**PROBLEM TO SOLVE**
Copy each entry precisely as written, and do not carry over the pictures.

↓↓↓

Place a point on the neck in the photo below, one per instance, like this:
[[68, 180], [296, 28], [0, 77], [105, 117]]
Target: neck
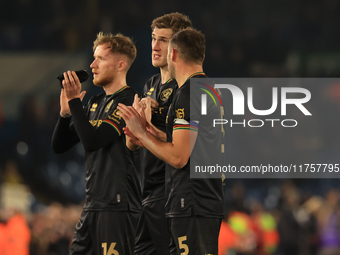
[[117, 84], [183, 73], [164, 74]]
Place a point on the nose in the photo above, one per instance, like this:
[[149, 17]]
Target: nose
[[93, 64]]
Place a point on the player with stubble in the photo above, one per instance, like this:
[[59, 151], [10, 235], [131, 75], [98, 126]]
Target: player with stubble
[[107, 224], [152, 236], [194, 207]]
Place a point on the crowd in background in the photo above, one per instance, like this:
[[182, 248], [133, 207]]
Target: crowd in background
[[244, 39]]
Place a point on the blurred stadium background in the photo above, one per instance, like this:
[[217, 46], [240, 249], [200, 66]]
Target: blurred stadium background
[[39, 39]]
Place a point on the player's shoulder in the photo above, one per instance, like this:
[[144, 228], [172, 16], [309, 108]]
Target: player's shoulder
[[96, 98], [128, 91], [154, 79]]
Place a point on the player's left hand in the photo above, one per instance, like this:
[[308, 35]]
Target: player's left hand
[[72, 86], [133, 120], [134, 140]]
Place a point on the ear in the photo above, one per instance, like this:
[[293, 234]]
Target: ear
[[174, 55], [122, 65]]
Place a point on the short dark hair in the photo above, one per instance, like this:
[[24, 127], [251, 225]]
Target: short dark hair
[[176, 21], [118, 44], [190, 43]]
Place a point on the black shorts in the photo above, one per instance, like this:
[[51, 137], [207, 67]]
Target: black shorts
[[152, 237], [195, 234], [107, 232]]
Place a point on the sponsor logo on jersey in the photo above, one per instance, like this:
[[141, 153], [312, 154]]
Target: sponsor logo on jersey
[[93, 107], [166, 94], [150, 91], [107, 108], [180, 113]]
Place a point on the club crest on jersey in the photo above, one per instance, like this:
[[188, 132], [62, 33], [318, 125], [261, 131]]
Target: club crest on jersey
[[114, 114], [180, 113], [93, 107], [107, 108], [165, 94], [150, 91]]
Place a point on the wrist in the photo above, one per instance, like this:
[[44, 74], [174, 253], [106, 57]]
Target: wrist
[[65, 114]]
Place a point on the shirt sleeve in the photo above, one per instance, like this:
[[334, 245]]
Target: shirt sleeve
[[92, 138]]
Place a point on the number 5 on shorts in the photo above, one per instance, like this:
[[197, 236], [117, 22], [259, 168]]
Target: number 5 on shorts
[[111, 250], [183, 245]]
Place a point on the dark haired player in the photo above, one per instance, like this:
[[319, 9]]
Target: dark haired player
[[112, 205], [152, 236], [194, 207]]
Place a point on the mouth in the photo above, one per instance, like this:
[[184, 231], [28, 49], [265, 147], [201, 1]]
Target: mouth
[[156, 56]]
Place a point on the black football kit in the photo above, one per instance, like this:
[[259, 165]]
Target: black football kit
[[112, 205], [152, 235], [194, 206]]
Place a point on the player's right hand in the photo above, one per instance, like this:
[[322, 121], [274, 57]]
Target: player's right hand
[[64, 108]]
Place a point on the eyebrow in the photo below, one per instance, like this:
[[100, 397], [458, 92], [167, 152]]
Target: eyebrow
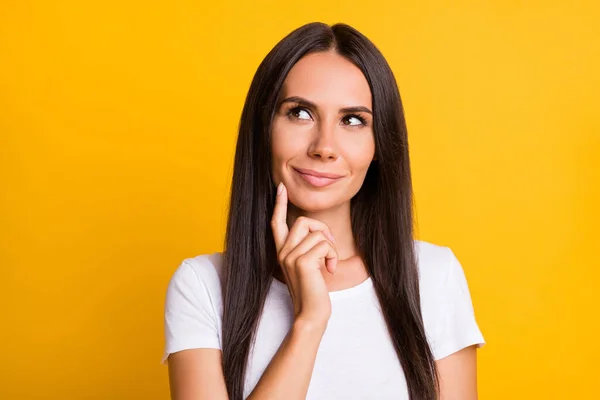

↑↑↑

**RESPONSE**
Place a point on the neck in the photo below, one per instance, like this:
[[68, 180], [296, 28], [0, 77], [105, 117]]
Target: neck
[[117, 84], [183, 73], [164, 74]]
Place a point on the nose in the photo above, one per instance, like this:
[[149, 17]]
Target: nose
[[93, 64]]
Place a point on the player with stubble in the photo above, one per instance, like this:
[[59, 151], [10, 235], [131, 75], [98, 126]]
Target: player with stubble
[[107, 224], [152, 236], [194, 207]]
Place a point on the crowd in background in the photo above, one per instance, like this:
[[182, 248], [133, 207]]
Target: crowd in background
[[244, 39]]
Place a point on the blurred stadium background in the photo above, one per instance, like this:
[[217, 46], [240, 249], [200, 66]]
Target: blurred stadium background
[[39, 39]]
Place a point on the player's shoulder in the photo above, one per instance, like this:
[[144, 228], [172, 16], [309, 108]]
Target: player's shoulder
[[96, 98], [128, 91], [154, 79]]
Place a point on the player's left hand in the photo above, one per instance, like this:
[[308, 35]]
Target: player's left hand
[[72, 86], [133, 120], [134, 140]]
Place a point on the ear in the photo above, one per instance, like this:
[[293, 234]]
Target: ear
[[174, 55], [122, 65]]
Place a point on the short dark hair in the photo above, one per instance, like this:
[[24, 127], [251, 225]]
Target: short dark hair
[[176, 21], [118, 44], [190, 43]]
Place a point on the black shorts in the photo above, one per instance, like this:
[[51, 137], [207, 67]]
Target: black shorts
[[152, 237], [195, 234], [107, 232]]
Place a point on the sponsor logo on jersey in the photo above, one per instance, like this:
[[141, 153], [312, 154]]
Target: sponsor logo on jersey
[[93, 107], [166, 94], [150, 91], [107, 108], [180, 113]]
Place a point on the club crest on jersey in the photo above, one per instance, like this:
[[188, 132], [62, 33], [318, 125], [261, 131]]
Target: club crest on jersey
[[114, 114], [180, 113], [93, 107], [107, 108], [165, 94], [150, 91]]
Place a point on the wrist in the photo above, one per instance, like this:
[[44, 74], [174, 253], [106, 57]]
Target: wrist
[[65, 114]]
Place a point on the shirt sleeve in the photo above, one per instance, like this:
[[334, 245]]
Target: shirt sleeve
[[92, 138]]
Place a point on the number 5 on shorts in the photo above, one per instance, like this:
[[197, 236], [117, 22], [259, 168]]
Target: number 5 on shorts
[[111, 250], [183, 245]]
Place a point on the dark haired player in the photo above, one per instance, like this:
[[319, 9]]
Target: dark haired player
[[112, 205], [152, 236], [194, 207]]
Place a point on the mouth in the photo above, one per instance, like this:
[[184, 231], [28, 49], [265, 147], [201, 1]]
Target: mouth
[[156, 56]]
Place a point on the black football kit in the photo above, one per instance, like this:
[[259, 165]]
Target: black football kit
[[112, 205], [152, 235], [194, 206]]
Place a point on the player's right hand in the photo above, one per instance, like this:
[[322, 121], [274, 57]]
Target: player's right hand
[[64, 108]]
Place a point on the eyebrow in the photo below, one per instance, like this:
[[100, 397], [458, 92], [167, 152]]
Target: eyebrow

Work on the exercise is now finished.